- _Written instruction 1_
Rewrite the tomato beef soup recipe from the words "Savory Tomato Beef Soup image" through the words "(about 2 quarts).", replacing "grilled cheese sandwiches" with "ham sandwiches".

- _Excerpt to read_
========

SAVORY TOMATO BEEF SOUP



Savory Tomato Beef Soup image

Meet the Cook: This soup's one my mother taught me to make. It's good all year but especially when the weather's cold. In winter, I serve it with grilled cheese sandwiches. It would also be a nice lunch with a side salad or homemade corn bread. Even our grandchildren - we have four - like it. It's a good way of getting them to eat their vegetables. My husband and I have two grown daughters. -Edna Tilley, Morganton, North Carolina

Provided by Taste of Home

Categories     Lunch

Time 4h30m

Yield 8 servings (about 2 quarts).

Number Of Ingredients 15

1 pound beef stew meat, cut into 1/2-inch cubes
1 small meaty beef soup bone (beef shanks or short ribs)

========

- _Supplied information_
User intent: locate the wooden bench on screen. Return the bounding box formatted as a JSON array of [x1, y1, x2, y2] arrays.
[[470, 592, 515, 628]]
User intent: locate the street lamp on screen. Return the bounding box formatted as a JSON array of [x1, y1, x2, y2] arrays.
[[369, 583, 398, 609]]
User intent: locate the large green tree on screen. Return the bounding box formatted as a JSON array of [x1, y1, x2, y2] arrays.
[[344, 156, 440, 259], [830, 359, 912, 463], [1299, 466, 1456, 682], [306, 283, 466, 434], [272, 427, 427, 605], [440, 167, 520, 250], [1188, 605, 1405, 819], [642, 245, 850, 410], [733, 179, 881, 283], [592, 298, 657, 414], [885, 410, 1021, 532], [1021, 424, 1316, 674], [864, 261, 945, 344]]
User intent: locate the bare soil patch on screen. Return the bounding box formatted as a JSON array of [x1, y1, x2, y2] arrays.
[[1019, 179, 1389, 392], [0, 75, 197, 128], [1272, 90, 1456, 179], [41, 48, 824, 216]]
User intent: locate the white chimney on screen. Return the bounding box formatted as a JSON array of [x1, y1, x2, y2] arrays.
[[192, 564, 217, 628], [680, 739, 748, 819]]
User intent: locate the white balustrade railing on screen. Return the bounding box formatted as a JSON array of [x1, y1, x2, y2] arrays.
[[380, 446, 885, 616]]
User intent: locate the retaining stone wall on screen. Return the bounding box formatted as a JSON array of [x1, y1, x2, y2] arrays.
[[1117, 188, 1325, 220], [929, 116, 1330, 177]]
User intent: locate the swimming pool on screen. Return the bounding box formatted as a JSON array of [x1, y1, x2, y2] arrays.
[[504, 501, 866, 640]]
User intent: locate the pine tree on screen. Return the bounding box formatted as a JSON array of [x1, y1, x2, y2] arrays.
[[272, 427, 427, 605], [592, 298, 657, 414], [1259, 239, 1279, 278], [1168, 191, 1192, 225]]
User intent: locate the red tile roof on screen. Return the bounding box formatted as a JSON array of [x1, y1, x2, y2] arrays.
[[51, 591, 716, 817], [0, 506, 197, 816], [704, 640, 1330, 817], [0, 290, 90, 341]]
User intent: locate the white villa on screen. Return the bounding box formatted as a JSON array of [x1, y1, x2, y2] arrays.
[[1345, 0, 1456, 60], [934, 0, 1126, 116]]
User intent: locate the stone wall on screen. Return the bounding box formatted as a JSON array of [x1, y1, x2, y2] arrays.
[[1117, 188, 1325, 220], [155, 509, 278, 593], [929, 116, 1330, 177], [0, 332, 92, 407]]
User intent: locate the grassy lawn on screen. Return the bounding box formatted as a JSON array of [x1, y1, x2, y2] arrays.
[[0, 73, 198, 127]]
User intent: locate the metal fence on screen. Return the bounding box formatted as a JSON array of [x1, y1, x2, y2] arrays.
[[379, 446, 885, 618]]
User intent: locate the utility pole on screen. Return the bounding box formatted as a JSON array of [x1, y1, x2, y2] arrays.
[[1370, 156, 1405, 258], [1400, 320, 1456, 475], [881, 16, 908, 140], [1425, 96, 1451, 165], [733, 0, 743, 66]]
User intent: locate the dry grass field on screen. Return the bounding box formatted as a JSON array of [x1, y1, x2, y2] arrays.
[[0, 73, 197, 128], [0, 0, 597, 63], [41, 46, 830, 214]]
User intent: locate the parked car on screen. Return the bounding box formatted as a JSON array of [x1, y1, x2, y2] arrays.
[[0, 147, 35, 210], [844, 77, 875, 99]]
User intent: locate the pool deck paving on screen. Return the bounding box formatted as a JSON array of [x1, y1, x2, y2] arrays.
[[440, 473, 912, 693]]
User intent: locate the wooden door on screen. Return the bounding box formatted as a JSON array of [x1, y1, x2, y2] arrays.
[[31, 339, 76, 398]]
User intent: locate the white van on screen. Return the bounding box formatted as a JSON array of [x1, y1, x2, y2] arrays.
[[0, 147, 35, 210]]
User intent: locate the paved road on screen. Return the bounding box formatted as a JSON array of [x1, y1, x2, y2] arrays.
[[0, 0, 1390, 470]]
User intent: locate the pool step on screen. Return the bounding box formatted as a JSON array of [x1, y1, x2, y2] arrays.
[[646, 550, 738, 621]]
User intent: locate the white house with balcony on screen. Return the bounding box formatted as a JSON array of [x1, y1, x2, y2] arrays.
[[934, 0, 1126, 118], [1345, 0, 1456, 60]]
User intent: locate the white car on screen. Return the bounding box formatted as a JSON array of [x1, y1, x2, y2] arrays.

========

- _Written instruction 2_
Rescale the listing lines from the line containing "User intent: locate the white balustrade" through the line containing "0, 743, 66]]", both included. Copy the requests unchanged, and multiply every bounding-box coordinate in the answers by 0.4, rounding to whole numbers with halves rounded up.

- _Result 1_
Savory Tomato Beef Soup image

Meet the Cook: This soup's one my mother taught me to make. It's good all year but especially when the weather's cold. In winter, I serve it with ham sandwiches. It would also be a nice lunch with a side salad or homemade corn bread. Even our grandchildren - we have four - like it. It's a good way of getting them to eat their vegetables. My husband and I have two grown daughters. -Edna Tilley, Morganton, North Carolina

Provided by Taste of Home

Categories     Lunch

Time 4h30m

Yield 8 servings (about 2 quarts).

- _Result 2_
User intent: locate the white balustrade railing on screen. Return the bounding box formatted as a JSON array of [x1, y1, x2, y2] arrays.
[[152, 178, 354, 246]]
User intent: locate the retaining stone wall on screen. Return the bounding box formatted as a JSON array of [x1, y1, x2, y2] arrays.
[[447, 75, 530, 88], [372, 46, 532, 71]]
User intent: locate the swimming pool on screen. Return the bounding box formatted as a JSON array of [x1, y1, x2, y2] arrays.
[[202, 200, 346, 256]]
User intent: locate the pine tree on screen. Return the bounding box formatted as a JSON array of [x1, y1, x2, y2] arrays.
[[109, 171, 171, 242], [237, 119, 263, 166], [504, 96, 512, 111], [467, 76, 477, 90]]
User intent: locate the red tile roof on screen. Return the bounding box formatted as a JSON array of [x1, y1, x2, y2] arrays.
[[20, 236, 286, 327], [0, 202, 79, 326], [282, 256, 532, 327], [0, 116, 36, 136]]
User intent: locate the white villa on screen. Return the bounding box formatted as a JSON array of [x1, y1, x2, y2] arrays.
[[538, 0, 582, 24], [374, 0, 450, 46]]
User intent: locate the stone wall on screen. Return the bounding box formatted as a JSON array of [x1, y1, x2, y2] arrays.
[[447, 75, 530, 88], [62, 204, 111, 237], [372, 46, 532, 71], [0, 133, 37, 163]]
User intent: locate the grassy lawn on screen. Return the bounding box formatted as a JSON array of [x1, y1, x2, y2] arrays.
[[0, 29, 79, 51]]
User intent: locate the metal fence on screen. Return the bounding box formatted as a JSON array of [x1, y1, x2, y2] arrays.
[[152, 178, 354, 247]]
User intent: locate the utility pole on screen. Return the bounding box formatted as a JSON array of [x1, y1, x2, y2] arrays.
[[548, 62, 562, 103], [560, 128, 582, 190], [352, 6, 363, 56], [570, 38, 580, 66], [293, 0, 297, 26]]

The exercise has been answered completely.